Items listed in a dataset
_ _ _ _ _
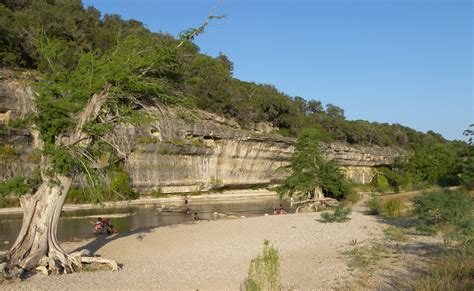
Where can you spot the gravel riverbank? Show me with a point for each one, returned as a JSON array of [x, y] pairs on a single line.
[[215, 255]]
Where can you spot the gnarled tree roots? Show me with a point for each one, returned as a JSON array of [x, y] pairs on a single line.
[[55, 263]]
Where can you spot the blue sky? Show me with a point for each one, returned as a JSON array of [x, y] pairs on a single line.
[[405, 61]]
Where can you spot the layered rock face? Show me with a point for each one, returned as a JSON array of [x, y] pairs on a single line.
[[17, 156], [185, 151], [175, 155]]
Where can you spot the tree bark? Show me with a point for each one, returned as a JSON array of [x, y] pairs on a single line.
[[36, 245]]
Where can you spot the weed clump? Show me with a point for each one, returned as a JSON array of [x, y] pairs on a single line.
[[264, 270], [340, 214]]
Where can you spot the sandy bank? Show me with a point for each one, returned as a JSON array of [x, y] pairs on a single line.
[[234, 196], [214, 255]]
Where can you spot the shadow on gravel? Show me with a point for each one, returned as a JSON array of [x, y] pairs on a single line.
[[101, 239]]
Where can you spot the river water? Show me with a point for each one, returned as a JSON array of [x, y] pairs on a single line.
[[75, 225]]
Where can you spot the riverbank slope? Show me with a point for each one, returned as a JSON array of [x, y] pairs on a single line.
[[215, 255]]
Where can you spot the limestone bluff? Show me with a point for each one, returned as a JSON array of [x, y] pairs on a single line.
[[184, 151]]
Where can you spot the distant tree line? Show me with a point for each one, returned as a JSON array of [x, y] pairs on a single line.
[[68, 44]]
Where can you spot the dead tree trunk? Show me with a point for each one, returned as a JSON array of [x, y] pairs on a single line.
[[37, 244]]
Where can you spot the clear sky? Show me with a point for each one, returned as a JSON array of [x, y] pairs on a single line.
[[396, 61]]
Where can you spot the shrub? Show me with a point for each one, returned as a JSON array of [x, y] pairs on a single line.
[[392, 208], [340, 214], [146, 139], [374, 204], [353, 197], [452, 271], [264, 270], [439, 209], [393, 233]]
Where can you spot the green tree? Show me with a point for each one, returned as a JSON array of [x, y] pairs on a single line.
[[467, 173], [311, 172]]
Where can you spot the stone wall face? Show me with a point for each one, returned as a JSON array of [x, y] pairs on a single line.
[[17, 157], [190, 151]]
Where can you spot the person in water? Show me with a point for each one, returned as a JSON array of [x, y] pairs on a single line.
[[103, 225], [282, 210]]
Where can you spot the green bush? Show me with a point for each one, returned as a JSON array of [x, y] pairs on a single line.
[[438, 209], [375, 205], [264, 270], [393, 233], [392, 208], [118, 189], [353, 197], [341, 214], [454, 270]]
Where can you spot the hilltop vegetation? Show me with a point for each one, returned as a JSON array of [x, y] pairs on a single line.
[[77, 50]]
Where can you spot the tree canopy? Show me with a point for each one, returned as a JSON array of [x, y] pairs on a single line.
[[309, 170], [78, 51]]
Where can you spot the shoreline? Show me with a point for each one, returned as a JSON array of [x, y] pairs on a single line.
[[232, 196], [171, 258]]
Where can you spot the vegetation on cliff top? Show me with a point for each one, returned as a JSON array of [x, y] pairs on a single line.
[[78, 51]]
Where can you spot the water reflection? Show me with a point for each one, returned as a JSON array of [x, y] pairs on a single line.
[[75, 225]]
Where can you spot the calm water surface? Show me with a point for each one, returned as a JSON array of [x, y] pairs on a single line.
[[75, 225]]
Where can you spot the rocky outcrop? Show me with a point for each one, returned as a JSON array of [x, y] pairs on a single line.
[[203, 153], [186, 150], [17, 156]]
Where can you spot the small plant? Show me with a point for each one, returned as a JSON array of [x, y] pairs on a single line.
[[393, 233], [375, 205], [353, 197], [366, 257], [392, 208], [353, 242], [447, 210], [340, 214], [177, 141], [264, 270], [452, 271]]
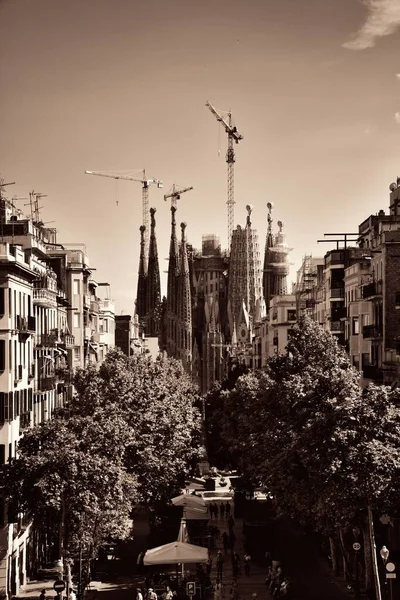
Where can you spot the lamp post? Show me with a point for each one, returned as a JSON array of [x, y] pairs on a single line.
[[384, 552], [356, 548]]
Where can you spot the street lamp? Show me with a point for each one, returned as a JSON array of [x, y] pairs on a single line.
_ _ _ _ _
### Objective:
Reproduce every line of the records above word for word, leaving out the pictures.

### Answer below:
Where can you spot the gravel riverbank? Show me with a point for each one, returned as a JSON array of [x, y] pairs on a single line.
[[215, 255]]
Where can you spot the gnarled tree roots? Show me with a point for each one, returned as a JSON array of [x, y] pairs on a single line.
[[55, 263]]
Where can you spot the blue sky? Show me with a point for each one, returned as a JSON array of [x, y] pairs on a single line.
[[405, 61]]
Where can you spot the layered rock face? Show me with a point for each one, returned as a JSON array of [x, y] pairs on a single line.
[[17, 156], [185, 151], [175, 155]]
Where can you spot the tree bark? Show me with a point for each one, returned as a JSON array of [x, y] pairs on a single line.
[[36, 245]]
Where can you spot the weed clump? Show me with a point for each one, returned as a JSON array of [x, y] pairs on a single line.
[[264, 270], [340, 214]]
Where can you spot the sandy bank? Show me with a point for each one, returned as a JSON array of [x, y] pairs on a single line.
[[234, 196], [214, 255]]
Where can you spot the shadow on gravel? Show me with a point for each one, returned as a JSON array of [x, y] pairs on a single line.
[[101, 239]]
Where can you spot the river water? Show me with a point for each one, returned as a JSON array of [x, y] pairs on a single line.
[[75, 225]]
Where can you spot the riverbank slope? Show me with a point for each one, returned as a JSON array of [x, y] pairs on a single line.
[[215, 255]]
Where can you spot the limestone bluff? Show me with a point for each one, returned as a JSON array of [x, y] pairs on a single line.
[[184, 151]]
Where can you spot the distant tree line? Show me with a point for each one, returned as a JSON array of [x, y] pairs on a single line.
[[68, 44]]
Where can you spot the dead tree trunk? Show me with a point for each one, returned as a JSON array of [x, y] pairs on a single line.
[[37, 244]]
Where can you spot the clear sky? Show me with a point for each one, returned as a JSON array of [x, y] pairs on a single line.
[[396, 61]]
Where can you spot the shrub? Show me with a point for each one, returned as a JSON array of [x, y] pairs on a single line.
[[392, 208], [340, 214], [146, 139], [374, 204], [353, 197], [452, 271], [264, 270], [439, 209], [393, 233]]
Where can you spot the green tree? Show me with a point for each one, returned as a JSON array of [x, y] pairs on a single line.
[[467, 173], [311, 172]]
Where can you spot the stone wall face? Show me with a point for each one, returned as a JSON array of [x, y] pairs on a single line.
[[17, 157], [190, 151]]
Where can you spot the person in water? Show me with a point for each one, returned as a JSON array of [x, y] pairs on a single line.
[[103, 225], [282, 210]]
Where can you spot the green bush? Show me with a point for each one, returned as a JSON array of [x, y] pairs on a single line.
[[438, 209], [375, 205], [264, 270], [393, 233], [392, 208], [118, 189], [353, 197], [341, 214], [454, 270]]
Where can you spot the hilltop vegetation? Show me with a point for each one, returned as a JSON array of [x, y] pairs on a single line.
[[77, 50]]
Where can you spot the tree canopy? Show me with a point for each one, returned as a JSON array of [x, y] pairs on a single line.
[[309, 170], [78, 51]]
Where can you spot the shoreline? Show me with a point for each one, returned as a JSON array of [x, y] pairs on a single line.
[[232, 196], [171, 258]]
Where can you spot the vegetation on cliff top? Show me with a point for each one, returned as a JSON array of [x, y] pairs on a single line.
[[78, 51]]
Where can you spot the water reflection? Show me with a point for each one, returned as a JSON array of [x, y] pairs on a single line.
[[75, 225]]
Where can you spot the calm water surface? Show me with a point for each one, returned as a JSON array of [x, y] pairs on a single line.
[[75, 225]]
Where can you spot the rocky outcrop? Show me with a point for each one, returned as a JSON array of [x, y] pairs on a single line.
[[203, 153], [186, 150], [17, 156]]
Where can you spot the small plant? Show me with a point for each one, returned as a JSON array of [x, y] pairs on a single line.
[[393, 233], [375, 205], [353, 197], [366, 257], [392, 208], [353, 242], [447, 210], [340, 214], [177, 141], [264, 270], [452, 271]]
Where can you spot the lamp post? Show me with a point for each one, returned as a JSON array of [x, y] pairs on a single line.
[[384, 552], [356, 548]]
Where can you spot the street lamp? Show me with a point for each one, returned as a JSON array of [x, y] pairs on a single line.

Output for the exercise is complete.